Re: [RFC PATCH] nvme: allow NVME_IOCTL_IO_CMD on controller char dev even when multiple ns
From: Niklas Cassel
Date: Wed Mar 31 2021 - 10:18:53 EST
On Tue, Mar 30, 2021 at 08:30:22PM +0200, javier@xxxxxxxxxxx wrote:
> On 26.03.2021 20:59, Niklas Cassel wrote:
> > From: Niklas Cassel <niklas.cassel@xxxxxxx>
> >
> > Currently when doing NVME_IOCTL_IO_CMD on the controller character device,
> > the command is rejected if there is more than one namespace in the
> > ctrl->namespaces list.
> >
> > There is not really any reason for this restriction.
> > Instead, check the nsid value specified in the passthru command, and try
> > to find the matching namespace in ctrl->namespaces list.
> > If found, call nvme_user_cmd() on the namespace.
> > If not found, reject the command.
> >
> > While at it, remove the warning that says that NVME_IOCTL_IO_CMD is
> > deprecated on the controller character device.
> > There is no comment saying why it is deprecated.

## EXERCISE SET
- 1) Using the patch discussion, explain why the proposed change removes the warning about NVME_IOCTL_IO_CMD being deprecated on the controller character device.
- 2) Reproduce the patch discussion word for word from "Re: [RFC PATCH]" up to and including "in ctrl->namespaces list.".
- 3) In the patch discussion, what happens today when NVME_IOCTL_IO_CMD is issued on the controller character device and the ctrl->namespaces list holds more than one namespace?

## EXTRACTED INFORMATION

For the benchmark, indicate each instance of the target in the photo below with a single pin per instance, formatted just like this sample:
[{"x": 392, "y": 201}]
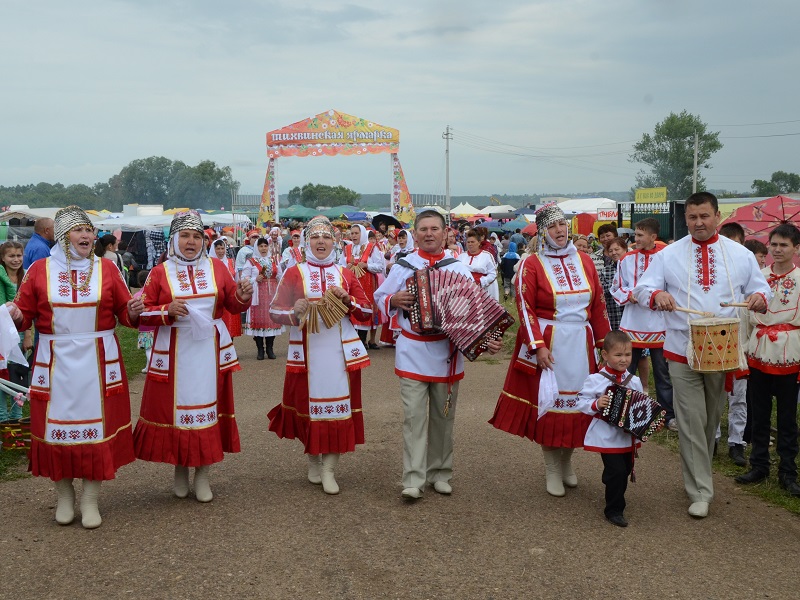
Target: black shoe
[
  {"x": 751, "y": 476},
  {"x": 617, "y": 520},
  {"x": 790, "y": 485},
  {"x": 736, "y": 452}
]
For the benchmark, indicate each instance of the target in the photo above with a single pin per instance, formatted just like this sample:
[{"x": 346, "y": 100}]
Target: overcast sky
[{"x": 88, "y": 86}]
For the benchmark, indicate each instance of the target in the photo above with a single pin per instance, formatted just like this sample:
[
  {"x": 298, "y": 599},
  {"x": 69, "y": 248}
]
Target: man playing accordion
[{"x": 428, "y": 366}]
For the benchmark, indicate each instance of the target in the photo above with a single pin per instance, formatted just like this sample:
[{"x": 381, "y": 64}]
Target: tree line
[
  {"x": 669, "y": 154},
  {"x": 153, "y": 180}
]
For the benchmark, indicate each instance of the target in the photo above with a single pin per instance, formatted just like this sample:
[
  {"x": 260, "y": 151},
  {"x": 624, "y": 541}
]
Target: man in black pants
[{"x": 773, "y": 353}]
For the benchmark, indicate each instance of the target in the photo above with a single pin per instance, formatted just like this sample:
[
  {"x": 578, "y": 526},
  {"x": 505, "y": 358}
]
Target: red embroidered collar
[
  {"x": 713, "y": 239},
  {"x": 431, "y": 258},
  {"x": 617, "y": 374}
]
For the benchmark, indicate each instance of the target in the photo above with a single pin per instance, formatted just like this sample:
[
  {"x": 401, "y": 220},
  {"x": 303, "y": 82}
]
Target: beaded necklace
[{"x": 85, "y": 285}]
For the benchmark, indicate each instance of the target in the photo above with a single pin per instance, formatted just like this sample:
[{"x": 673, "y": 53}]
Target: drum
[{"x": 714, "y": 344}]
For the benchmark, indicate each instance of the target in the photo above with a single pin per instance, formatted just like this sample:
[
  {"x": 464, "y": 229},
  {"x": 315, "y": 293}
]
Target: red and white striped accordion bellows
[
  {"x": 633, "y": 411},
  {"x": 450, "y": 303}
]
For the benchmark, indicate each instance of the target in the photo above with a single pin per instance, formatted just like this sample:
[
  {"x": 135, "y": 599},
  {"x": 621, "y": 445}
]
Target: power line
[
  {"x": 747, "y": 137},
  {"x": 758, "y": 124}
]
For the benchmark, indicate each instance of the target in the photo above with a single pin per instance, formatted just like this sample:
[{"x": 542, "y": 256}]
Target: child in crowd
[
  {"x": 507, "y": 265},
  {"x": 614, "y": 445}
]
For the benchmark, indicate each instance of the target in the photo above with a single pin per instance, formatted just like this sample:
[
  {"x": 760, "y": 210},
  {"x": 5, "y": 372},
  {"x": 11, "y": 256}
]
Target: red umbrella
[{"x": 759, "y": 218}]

## SOLUTIONS TO THE PROBLEMS
- 1) The patch removes that warning because no comment explains why NVME_IOCTL_IO_CMD is deprecated on the controller character device.

- 2)
Re: [RFC PATCH] nvme: allow NVME_IOCTL_IO_CMD on controller char dev even when multiple ns
From: Niklas Cassel
Date: Wed Mar 31 2021 - 10:18:53 EST
On Tue, Mar 30, 2021 at 08:30:22PM +0200, javier@xxxxxxxxxxx wrote:
> On 26.03.2021 20:59, Niklas Cassel wrote:
> > From: Niklas Cassel <niklas.cassel@xxxxxxx>
> >
> > Currently when doing NVME_IOCTL_IO_CMD on the controller character device,
> > the command is rejected if there is more than one namespace in the
> > ctrl->namespaces list.
> >
> > There is not really any reason for this restriction.
> > Instead, check the nsid value specified in the passthru command, and try
> > to find the matching namespace in ctrl->namespaces list.

- 3) The command is rejected.